Bevy is a refreshingly simple data-driven game engine built in Rust. It is free and open-source forever!
WARNING
Bevy is still in the early stages of development. Important features are missing. Documentation is sparse. A new version of Bevy containing breaking changes to the API is released approximately once every 3 months. We provide migration guides, but we can't guarantee migrations will always be easy. Use only if you are willing to work in this environment.
MSRV: Bevy relies heavily on improvements in the Rust language and compiler. As a result, the Minimum Supported Rust Version (MSRV) is generally close to "the latest stable release" of Rust.
Design Goals
- Capable: Offer a complete 2D and 3D feature set
- Simple: Easy for newbies to pick up, but infinitely flexible for power users
- Data Focused: Data-oriented architecture using the Entity Component System paradigm
- Modular: Use only what you need. Replace what you don't like
- Fast: App logic should run quickly, and when possible, in parallel
- Productive: Changes should compile quickly ... waiting isn't fun
About
- Features: A quick overview of Bevy's features.
- News: A development blog that covers our progress, plans and shiny new features.
Docs
- The Bevy Book: Bevy's official documentation. The best place to start learning Bevy.
- Bevy Rust API Docs: Bevy's Rust API docs, which are automatically generated from the doc comments in this repo.
- Official Examples: Bevy's dedicated, runnable examples, which are great for digging into specific concepts.
- Community-Made Learning Resources: More tutorials, documentation, and examples made by the Bevy community.
Community
Before contributing or participating in discussions with the community, you should familiarize yourself with our Code of Conduct.
- Discord: Bevy's official discord server.
- Reddit: Bevy's official subreddit.
- GitHub Discussions: The best place for questions about Bevy, answered right here!
- Bevy Assets: A collection of awesome Bevy projects, tools, plugins and learning materials.
If you'd like to help build Bevy, check out the Contributor's Guide. For simple problems, feel free to open an issue or PR and tackle it yourself!
For more complex architecture decisions and experimental mad science, please open an RFC (Request For Comments) so we can brainstorm together effectively!
Getting Started
We recommend checking out The Bevy Book for a full tutorial.

§ EXTRACTED DATA:
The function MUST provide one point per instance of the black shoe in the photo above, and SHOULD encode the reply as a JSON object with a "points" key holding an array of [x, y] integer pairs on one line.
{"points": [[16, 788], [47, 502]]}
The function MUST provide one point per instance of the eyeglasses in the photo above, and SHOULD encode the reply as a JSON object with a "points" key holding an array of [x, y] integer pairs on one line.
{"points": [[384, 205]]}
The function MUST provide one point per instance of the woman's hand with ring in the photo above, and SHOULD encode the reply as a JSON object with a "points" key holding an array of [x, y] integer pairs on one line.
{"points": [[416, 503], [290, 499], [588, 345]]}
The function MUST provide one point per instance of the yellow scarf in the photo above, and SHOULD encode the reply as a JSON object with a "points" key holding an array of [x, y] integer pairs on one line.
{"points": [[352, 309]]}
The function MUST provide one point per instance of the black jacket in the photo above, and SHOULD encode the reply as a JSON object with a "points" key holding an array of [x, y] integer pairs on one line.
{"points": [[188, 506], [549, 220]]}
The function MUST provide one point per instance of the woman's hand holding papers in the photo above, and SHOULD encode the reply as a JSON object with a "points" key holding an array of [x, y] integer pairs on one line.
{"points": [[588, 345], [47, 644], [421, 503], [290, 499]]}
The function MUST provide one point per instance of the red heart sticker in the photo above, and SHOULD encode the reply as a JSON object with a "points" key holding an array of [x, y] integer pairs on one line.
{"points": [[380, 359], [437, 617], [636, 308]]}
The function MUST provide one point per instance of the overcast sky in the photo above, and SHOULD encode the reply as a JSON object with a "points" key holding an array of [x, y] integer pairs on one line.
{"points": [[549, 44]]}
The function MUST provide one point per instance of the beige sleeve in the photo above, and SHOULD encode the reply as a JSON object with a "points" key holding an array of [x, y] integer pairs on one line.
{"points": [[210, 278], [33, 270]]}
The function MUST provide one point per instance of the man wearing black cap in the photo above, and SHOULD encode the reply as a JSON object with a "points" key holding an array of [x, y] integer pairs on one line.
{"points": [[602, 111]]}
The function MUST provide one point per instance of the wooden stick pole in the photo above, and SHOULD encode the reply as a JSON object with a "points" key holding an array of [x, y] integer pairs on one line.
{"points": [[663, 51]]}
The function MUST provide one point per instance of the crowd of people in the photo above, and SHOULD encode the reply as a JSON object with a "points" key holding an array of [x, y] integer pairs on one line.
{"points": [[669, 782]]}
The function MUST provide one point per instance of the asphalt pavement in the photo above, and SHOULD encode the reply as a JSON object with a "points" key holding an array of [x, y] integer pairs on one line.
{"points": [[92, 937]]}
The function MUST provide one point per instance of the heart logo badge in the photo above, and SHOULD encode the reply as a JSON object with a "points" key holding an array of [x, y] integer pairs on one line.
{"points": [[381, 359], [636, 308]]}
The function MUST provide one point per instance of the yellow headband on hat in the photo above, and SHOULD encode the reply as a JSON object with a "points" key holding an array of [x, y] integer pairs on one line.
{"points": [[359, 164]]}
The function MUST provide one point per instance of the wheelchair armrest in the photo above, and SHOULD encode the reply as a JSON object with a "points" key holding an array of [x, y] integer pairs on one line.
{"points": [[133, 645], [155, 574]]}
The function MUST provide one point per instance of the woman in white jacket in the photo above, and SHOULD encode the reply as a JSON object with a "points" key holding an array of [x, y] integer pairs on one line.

---

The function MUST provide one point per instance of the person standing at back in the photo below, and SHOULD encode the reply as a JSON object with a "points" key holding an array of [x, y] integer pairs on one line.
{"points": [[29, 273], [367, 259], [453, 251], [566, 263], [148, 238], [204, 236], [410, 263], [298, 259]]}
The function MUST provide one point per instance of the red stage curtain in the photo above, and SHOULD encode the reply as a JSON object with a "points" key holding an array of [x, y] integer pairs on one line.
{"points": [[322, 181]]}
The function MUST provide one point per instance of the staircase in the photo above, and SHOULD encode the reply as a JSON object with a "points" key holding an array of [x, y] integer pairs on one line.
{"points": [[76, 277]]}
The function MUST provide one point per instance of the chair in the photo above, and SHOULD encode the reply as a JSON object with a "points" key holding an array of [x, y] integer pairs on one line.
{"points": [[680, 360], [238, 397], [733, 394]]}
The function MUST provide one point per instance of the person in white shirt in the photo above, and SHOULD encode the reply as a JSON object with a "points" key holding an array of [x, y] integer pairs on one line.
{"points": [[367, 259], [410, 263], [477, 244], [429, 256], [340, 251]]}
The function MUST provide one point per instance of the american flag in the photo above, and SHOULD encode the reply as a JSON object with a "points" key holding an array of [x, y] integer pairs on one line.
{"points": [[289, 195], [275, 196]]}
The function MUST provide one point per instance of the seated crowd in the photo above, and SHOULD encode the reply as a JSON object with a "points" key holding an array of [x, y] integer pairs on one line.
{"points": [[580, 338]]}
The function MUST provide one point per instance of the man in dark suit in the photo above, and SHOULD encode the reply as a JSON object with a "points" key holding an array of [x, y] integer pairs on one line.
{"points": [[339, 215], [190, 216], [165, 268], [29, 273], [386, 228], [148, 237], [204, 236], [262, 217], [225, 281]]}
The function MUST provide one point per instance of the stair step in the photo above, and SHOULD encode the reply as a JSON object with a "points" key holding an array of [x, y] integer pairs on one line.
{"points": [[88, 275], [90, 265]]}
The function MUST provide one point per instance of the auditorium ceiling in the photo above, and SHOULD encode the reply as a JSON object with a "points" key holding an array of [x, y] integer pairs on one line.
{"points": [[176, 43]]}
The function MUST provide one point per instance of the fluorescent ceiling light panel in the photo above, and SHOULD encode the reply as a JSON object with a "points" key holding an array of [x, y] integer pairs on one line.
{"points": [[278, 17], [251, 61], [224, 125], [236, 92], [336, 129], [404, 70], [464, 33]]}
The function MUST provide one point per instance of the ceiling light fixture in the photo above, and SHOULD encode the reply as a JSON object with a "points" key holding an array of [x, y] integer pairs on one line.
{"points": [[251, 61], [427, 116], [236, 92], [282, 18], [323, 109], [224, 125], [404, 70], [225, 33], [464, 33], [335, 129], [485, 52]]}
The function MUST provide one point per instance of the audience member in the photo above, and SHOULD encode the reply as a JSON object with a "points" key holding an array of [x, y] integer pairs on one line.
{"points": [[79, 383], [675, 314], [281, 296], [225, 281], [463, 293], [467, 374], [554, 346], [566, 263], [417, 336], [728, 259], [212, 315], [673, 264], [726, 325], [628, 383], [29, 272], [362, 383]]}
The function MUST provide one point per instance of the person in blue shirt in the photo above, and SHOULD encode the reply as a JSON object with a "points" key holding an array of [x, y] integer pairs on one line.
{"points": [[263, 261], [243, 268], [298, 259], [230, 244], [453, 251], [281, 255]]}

--

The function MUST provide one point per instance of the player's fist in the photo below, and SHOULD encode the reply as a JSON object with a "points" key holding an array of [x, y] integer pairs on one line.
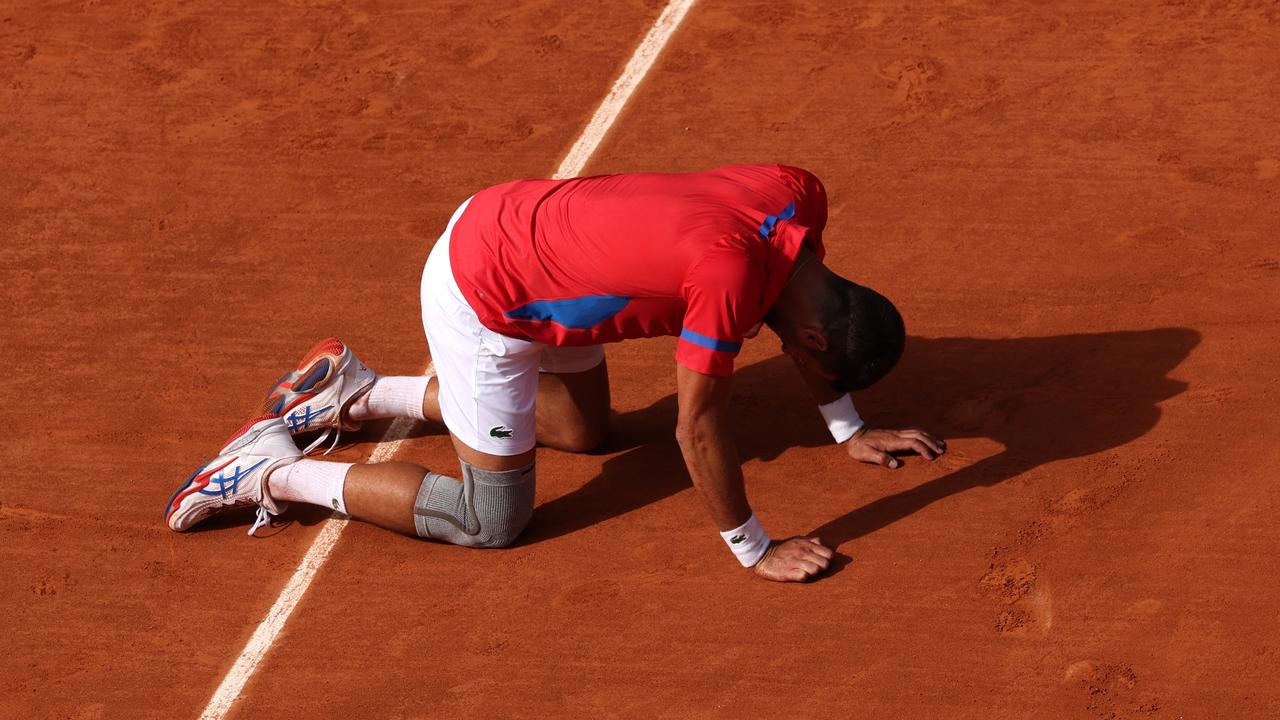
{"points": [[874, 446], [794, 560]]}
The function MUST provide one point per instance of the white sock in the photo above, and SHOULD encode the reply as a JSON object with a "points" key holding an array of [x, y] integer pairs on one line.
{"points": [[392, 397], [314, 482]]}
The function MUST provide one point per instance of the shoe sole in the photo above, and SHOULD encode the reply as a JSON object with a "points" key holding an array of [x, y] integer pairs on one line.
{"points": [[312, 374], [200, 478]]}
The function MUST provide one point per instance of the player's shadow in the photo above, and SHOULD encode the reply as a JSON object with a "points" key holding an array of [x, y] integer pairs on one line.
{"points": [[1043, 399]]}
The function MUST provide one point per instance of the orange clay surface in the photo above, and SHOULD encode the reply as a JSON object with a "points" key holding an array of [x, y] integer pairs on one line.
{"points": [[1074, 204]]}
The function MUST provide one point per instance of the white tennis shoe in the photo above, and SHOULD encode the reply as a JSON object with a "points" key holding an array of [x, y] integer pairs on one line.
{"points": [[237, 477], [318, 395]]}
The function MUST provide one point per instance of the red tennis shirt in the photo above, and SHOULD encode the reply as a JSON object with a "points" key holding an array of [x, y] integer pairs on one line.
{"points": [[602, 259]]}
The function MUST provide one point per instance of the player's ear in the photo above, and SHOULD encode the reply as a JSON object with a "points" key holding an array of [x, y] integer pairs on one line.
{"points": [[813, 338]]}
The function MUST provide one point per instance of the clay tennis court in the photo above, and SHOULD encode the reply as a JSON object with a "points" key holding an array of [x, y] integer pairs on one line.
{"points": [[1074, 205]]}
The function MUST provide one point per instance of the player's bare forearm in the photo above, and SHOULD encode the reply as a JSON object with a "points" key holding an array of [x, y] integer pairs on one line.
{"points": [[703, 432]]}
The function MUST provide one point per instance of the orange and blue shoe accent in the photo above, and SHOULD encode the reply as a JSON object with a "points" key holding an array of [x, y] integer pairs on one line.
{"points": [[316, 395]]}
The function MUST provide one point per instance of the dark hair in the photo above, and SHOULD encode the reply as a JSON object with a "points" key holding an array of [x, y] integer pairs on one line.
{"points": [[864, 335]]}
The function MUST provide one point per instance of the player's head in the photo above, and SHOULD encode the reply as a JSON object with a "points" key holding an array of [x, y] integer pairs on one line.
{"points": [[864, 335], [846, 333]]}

§ TASKS TO PERFORM:
1 > Display each line of the entries that contains the string "shoe", treating uppercase and lowercase letters as distinct.
2 > Extend the excerpt on the Bevy game engine, picking up after its final sentence.

§ ANSWERS IN ORDER:
1 >
The function MUST provide one point per instance of the black shoe in the photo above, and SHOULD encode the reply as a JSON object with a "points" key holding an array of [x, y] integer pairs on one line.
The function MUST provide one point per instance of the shoe sole in the photo above, and SHOULD encode the reply as a JSON object with a "points" key holding an array of [x, y] integer pairs on one line.
The function MUST provide one point per instance of the white tennis shoe in the photo above, and SHOULD encode the reply as a JSON object with a "points" key holding an array of [x, y] integer pairs on one line.
The function MUST provide one point per instance of the orange and blue shoe accent in the photo above, and SHOULD encode the reply as a JSON object with a "points" key holding an array of [x, y] integer pairs on one line.

2 >
Follow the Setup guide to ensure your development environment is set up correctly. Once set up, you can quickly try out the examples by cloning this repo and running the following commands:
# Switch to the correct version (latest release, default is main development branch)
git checkout latest
# Runs the "breakout" example
cargo run --example breakout
To draw a window with standard functionality enabled, use:
use bevy::prelude::*;
fn main(){
App::new()
.add_plugins(DefaultPlugins)
.run();
}
Fast Compiles
Bevy can be built just fine using default configuration on stable Rust. However for really fast iterative compiles, you should enable the "fast compiles" setup by following the instructions here.
Libraries Used
Bevy is only possible because of the hard work put into these foundational technologies:
- wgpu: modern / low-level / cross-platform graphics library based on the WebGPU API.
- glam-rs: a simple and fast 3D math library for games and graphics
- winit: cross-platform window creation and management in Rust
Bevy Cargo Features
This list outlines the different cargo features supported by Bevy. These allow you to customize the Bevy feature set for your use-case.
Third Party Plugins
Plugins are very welcome to extend Bevy's features. Guidelines are available to help integration and usage.
Thanks and Alternatives
Additionally, we would like to thank the Amethyst, macroquad, coffee, ggez, Fyrox, and Piston projects for providing solid examples of game engine development in Rust. If you are looking for a Rust game engine, it is worth considering all of your options. Each engine has different design goals, and some will likely resonate with you more than others.
This project is tested with BrowserStack.
License
Bevy is free, open source and permissively licensed! Except where noted (below and/or in individual files), all code in this repository is dual-licensed under either:
- MIT License (LICENSE-MIT or http://opensource.org/licenses/MIT)
- Apache License, Version 2.0 (LICENSE-APACHE or http://www.apache.org/licenses/LICENSE-2.0)
at your option. This means you can select the license you prefer! This dual-licensing approach is the de-facto standard in the Rust ecosystem and there are very good reasons to include both.
Some of the engine's code carries additional copyright notices and license terms due to their external origins.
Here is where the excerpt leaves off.